= DATASET ENTRIES =

☆ ☆ ☆ ☆ ☆

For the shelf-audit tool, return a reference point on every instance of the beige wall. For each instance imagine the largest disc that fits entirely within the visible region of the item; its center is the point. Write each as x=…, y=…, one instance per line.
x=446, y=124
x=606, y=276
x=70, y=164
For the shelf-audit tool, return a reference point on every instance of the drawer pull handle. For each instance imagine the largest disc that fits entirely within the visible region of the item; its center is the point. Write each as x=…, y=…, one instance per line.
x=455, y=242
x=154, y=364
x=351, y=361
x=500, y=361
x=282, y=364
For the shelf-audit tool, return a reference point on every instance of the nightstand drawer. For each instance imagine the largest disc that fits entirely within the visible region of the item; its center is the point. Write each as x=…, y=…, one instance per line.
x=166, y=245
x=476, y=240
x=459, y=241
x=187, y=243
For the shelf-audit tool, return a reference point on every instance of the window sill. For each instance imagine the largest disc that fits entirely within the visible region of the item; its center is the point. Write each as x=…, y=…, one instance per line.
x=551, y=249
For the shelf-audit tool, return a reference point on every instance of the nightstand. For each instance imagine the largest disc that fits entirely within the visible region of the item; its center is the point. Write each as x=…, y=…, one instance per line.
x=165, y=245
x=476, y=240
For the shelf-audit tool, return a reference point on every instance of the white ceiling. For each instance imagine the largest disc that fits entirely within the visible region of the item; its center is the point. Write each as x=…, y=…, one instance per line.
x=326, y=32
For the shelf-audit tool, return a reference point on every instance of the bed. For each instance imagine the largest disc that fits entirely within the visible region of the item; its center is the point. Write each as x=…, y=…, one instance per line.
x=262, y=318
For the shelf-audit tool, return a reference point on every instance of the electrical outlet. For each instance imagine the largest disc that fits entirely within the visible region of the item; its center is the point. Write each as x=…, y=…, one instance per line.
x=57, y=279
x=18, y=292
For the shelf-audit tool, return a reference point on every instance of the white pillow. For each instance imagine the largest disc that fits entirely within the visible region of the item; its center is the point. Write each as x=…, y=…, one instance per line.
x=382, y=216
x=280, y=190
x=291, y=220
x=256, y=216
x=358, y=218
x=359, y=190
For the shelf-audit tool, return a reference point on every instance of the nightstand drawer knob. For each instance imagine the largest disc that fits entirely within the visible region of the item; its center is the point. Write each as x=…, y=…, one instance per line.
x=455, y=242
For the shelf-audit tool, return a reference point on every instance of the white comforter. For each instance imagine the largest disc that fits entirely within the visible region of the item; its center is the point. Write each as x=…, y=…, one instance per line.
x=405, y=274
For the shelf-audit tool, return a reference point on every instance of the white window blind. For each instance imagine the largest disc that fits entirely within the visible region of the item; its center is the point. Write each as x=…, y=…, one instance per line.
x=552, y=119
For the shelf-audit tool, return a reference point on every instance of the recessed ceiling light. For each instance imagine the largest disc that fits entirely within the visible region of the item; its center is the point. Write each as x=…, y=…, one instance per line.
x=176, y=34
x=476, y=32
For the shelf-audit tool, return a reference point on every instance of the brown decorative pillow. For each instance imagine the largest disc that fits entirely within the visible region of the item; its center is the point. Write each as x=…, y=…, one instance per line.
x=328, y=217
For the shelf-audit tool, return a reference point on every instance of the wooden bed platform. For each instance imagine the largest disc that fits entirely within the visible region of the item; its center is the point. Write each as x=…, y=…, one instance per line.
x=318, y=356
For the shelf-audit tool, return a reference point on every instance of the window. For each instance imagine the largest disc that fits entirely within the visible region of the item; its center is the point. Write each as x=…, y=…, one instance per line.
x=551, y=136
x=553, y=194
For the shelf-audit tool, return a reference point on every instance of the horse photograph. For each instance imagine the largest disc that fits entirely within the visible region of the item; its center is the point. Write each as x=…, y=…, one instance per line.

☆ ☆ ☆ ☆ ☆

= STATED GOAL =
Reproduce all of the material above word for word, keeping every line unchanged.

= WRITTEN SOLUTION =
For the shelf-audit tool, return a reference point on every instance of the beige wall. For each instance imagine the largest disc that fits entirely within the visible region of the item; its center is the point. Write each as x=…, y=…, one instance per line.
x=446, y=124
x=606, y=276
x=70, y=164
For the shelf-audit tool, return a reference point on every instance of the drawer pull handle. For each instance imagine the largest disc that fits entirely within the visible region of the item; its center is the point. Write each as x=…, y=…, one instance per line.
x=455, y=242
x=154, y=364
x=351, y=361
x=500, y=361
x=282, y=364
For the shelf-audit tool, return a reference point on every instance of the nightstand drawer. For each instance imagine the largest disc that fits entirely within the visible region of the item; its center is the point. Write each as x=…, y=…, one instance per line.
x=166, y=245
x=476, y=240
x=459, y=241
x=187, y=243
For the shelf-audit tool, return a reference point on every instance of the window sill. For each instance imagine the largest disc that fits entirely within the visible region of the item; its center is the point. Write each as x=…, y=…, one instance per line.
x=551, y=249
For the shelf-audit tool, return a reference point on every instance of the nightstand. For each instance imagine the largest disc that fits entirely within the visible region of the item; its center is the point. Write each as x=…, y=…, one instance per line.
x=165, y=245
x=476, y=240
For the shelf-audit tool, return a reference point on every instance of the white ceiling. For each instance imagine the largest disc that fits entirely within the visible region of the item; its center is the point. Write each as x=…, y=…, one instance per line.
x=326, y=32
For the shelf-audit tool, return a reference point on every instance of the bed. For each instance imagine the largest disc that fits entirely within the visible region of the item; its center is the point. Write each as x=…, y=…, one instance per line.
x=262, y=318
For the shelf-audit tool, return a reference point on every instance of the electrical outlet. For each instance imagine the largest disc that fits entirely within the visible region of the item; its center is the point. Write each as x=…, y=…, one instance per line.
x=57, y=279
x=18, y=292
For the shelf-audit tool, return a reference point on every instance of the white pillow. For each instance imagine the largest disc that fits entirely within the visible region of the item; its center is the point. Write each as x=…, y=…, one instance per line.
x=382, y=216
x=280, y=190
x=291, y=220
x=256, y=216
x=358, y=218
x=359, y=190
For the shelf-audit tool, return a reference point on every instance of the nightstand drawer knob. For each instance imagine the largest disc that fits entirely within the visible region of the item; its center is the point. Write each as x=…, y=…, one instance per line.
x=455, y=242
For the shelf-audit tool, return a reference point on every instance of the white comforter. For each instance imagine the largest disc that fits entirely within the visible region of the item; its center is the point. Write each as x=…, y=…, one instance per line.
x=405, y=274
For the shelf-audit tool, return a reference point on every instance of the white window blind. For each instance imagine the largest disc that fits entirely within the visible region of the item; its center is the point. Write each as x=…, y=…, one instance per line.
x=552, y=119
For the shelf-audit tool, return a reference point on every instance of the recessed ceiling light. For each instance imagine the largest disc that fits entirely within the visible region of the item; its center is the point. Write each as x=…, y=…, one instance per line.
x=176, y=34
x=476, y=32
For the shelf-audit tool, return a reference point on every instance of the brown decorative pillow. For each instance imagine the largest disc that fits entirely within the visible region of the item; its center is the point. Write each as x=…, y=…, one instance per line.
x=328, y=217
For the shelf-audit tool, return a reference point on every instance of the wooden bed platform. For each instance imagine the largest disc that fits entirely within the visible region of the item; its center is the point. Write each as x=…, y=…, one instance per line.
x=318, y=356
For the shelf-audit tool, return a reference point on every instance of the window. For each instance imagine the largest disc that fits entirely within the visible region of the item; its center is the point. Write each as x=…, y=…, one instance per line.
x=551, y=136
x=553, y=194
For the shelf-audit tool, return a reference point on every instance of the horse photograph. For each instance imagine the largest disc that fits entirely within the visible region of the item; its center is the point. Write each as x=…, y=…, one instance per line.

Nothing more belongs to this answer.